Matthias Noell: Wider das Verschwinden der Dinge. Die Erfindung des
Denkmalinventars (1. Bd. der „kleinen architekturwissenschaftlichen
Reihe“). Wasmuth & Zohlen Verlag, Berlin 2020, 404 Seiten, ohne
Abbildungen, ISBN 978 3 8030 3410 6, 48,00 €

In seinem jüngsten Buch /Wider das Verschwinden der Dinge. Die Erfindung
des Denkmalinventars /analysiert Matthias Noell, Professor für
Architekturgeschichte und Architekturtheorie an der Universität der
Künste, Berlin, Erfolge und Misserfolge unzähliger Initiativen zur
Etablierung von Inventaren in der Zeit von 1789 bis 1913. Der Text mit
seinen 1.062 Anmerkungen ist wissenschaftlich fundiert und dabei
gleichzeitig flüssig und unterhaltsam verfasst: „Jeder Inventarisator
müsse neben den wissenschaftlichen und künstlerischen Fähigkeiten vor
allem gut zu Pferd und zu Fuß sein, war sich Grille de Beuzelin (1837)

» Erfasste Einträge
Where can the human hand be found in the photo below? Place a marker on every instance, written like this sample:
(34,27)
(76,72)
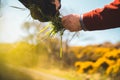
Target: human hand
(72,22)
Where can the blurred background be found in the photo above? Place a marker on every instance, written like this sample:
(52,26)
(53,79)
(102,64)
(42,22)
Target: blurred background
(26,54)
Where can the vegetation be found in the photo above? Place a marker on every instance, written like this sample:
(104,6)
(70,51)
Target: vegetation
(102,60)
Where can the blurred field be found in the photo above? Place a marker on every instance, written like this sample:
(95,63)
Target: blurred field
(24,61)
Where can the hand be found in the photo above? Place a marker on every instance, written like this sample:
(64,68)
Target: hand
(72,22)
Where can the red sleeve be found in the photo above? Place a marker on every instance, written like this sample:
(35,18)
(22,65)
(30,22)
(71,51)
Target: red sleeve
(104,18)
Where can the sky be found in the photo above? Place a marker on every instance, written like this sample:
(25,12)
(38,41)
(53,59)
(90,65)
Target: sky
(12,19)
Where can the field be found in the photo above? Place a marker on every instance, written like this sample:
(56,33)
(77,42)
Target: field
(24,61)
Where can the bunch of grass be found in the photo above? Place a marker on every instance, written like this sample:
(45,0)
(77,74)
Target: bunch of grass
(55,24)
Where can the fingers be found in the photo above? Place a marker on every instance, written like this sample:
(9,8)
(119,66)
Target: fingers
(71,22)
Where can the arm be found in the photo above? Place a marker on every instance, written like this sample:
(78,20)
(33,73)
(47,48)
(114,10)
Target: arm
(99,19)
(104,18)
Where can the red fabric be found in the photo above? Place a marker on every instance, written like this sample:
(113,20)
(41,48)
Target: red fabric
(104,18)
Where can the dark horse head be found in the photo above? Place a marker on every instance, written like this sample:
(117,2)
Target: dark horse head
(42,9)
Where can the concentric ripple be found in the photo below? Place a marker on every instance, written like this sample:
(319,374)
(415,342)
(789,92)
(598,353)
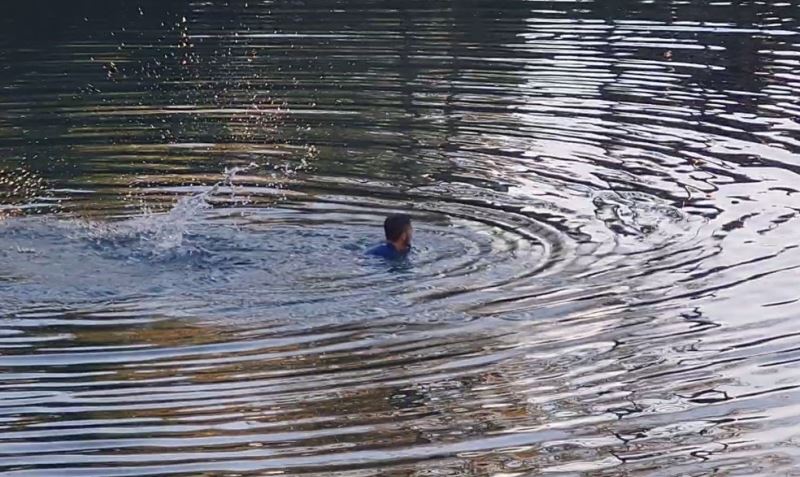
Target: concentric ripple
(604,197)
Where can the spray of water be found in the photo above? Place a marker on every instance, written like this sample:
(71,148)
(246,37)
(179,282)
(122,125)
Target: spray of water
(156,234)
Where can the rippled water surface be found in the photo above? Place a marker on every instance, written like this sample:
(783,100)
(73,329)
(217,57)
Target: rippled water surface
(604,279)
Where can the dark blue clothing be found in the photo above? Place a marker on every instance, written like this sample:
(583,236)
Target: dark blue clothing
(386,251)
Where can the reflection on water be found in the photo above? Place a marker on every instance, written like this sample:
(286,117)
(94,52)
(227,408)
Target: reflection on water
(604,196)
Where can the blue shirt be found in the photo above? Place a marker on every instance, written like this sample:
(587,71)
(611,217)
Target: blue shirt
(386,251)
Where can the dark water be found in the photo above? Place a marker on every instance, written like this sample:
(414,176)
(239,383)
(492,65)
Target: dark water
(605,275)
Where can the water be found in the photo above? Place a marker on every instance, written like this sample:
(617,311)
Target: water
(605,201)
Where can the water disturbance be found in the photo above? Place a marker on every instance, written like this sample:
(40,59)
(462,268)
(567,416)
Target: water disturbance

» Aufgabenstellung 1
Beantworten Sie anhand der Buchbesprechung zum Denkmalinventar diese Fragen:
(a) In welchem Verlag und in welchem Jahr ist das Buch erschienen?
(b) Welchen Zeitraum untersucht Matthias Noell?
(c) Wie viele Anmerkungen enthält der Text des Buches?
» Aufgabenstellung 2
Schreiben Sie die Buchbesprechung zu Noells Buch über das Denkmalinventar ab ihrem letzten Wort weiter.
Die Einträge spielen hierfür keine Rolle.

» Lösung 1
(a) Im Wasmuth & Zohlen Verlag, Berlin, im Jahr 2020.
(b) Die Zeit von 1789 bis 1913.
(c) 1.062 Anmerkungen.

» Lösung 2
nach seinen Streifzügen sicher.“

Das Buch verweist darüber hinaus auf ein bislang unerklärtes
Europäisches Projekt: die zahlreichen wissenschaftlichen, methodischen
und administrativen Bestrebungen zur Veröffentlichung der Denkmale über
die Ländergrenzen von Frankreich, Deutschland, Italien, Österreich und
der Schweiz hinweg. „Während Georg Hager (1709-1777) und Berthold Riehl
(1858-1911) alleine unterwegs waren oder sogar einsame Wanderungen
forderten, zogen Rudolf Bergau (1836-1905) und Paul Lehfeldt (1848-1900)
bei Regen und Sonnenschein von Ort zu Ort zusammen durch Brandenburg.
Nur kurz darauf wurde das Fahrrad erschwinglich und Paul Clemen
(1866-1947) reiste mit diesem Individualverkehrsmittel und steckte so
vielleicht auch seine Doktorandin Carola Welcker (1893-1979) an. Ernst
Gall (1888-1958) konnte sich bei seinen Forschungsreisen in der
Normandie hingegen schon des Automobils bedienen – für den Transport der
schweren Glasplatten seines Fotoapparates sicherlich von erheblichem
Vorteil.“

Denkmalinventare sind wissenschaftlich fundierte Beschreibungen von
Denkmalen in Wort und Bild. Die Idee zu ihrer Erstellung war eine
Reaktion auf die gravierenden Zerstörungen von Denkmalen seit der
Französischen Revolution und der beginnenden Industrialisierung. Mit den
Erkenntnissen, Methoden und Werkzeugen, die sie boten, prägten sie die
entstehenden Architekturwissenschaften des 19. und 20. Jahrhunderts.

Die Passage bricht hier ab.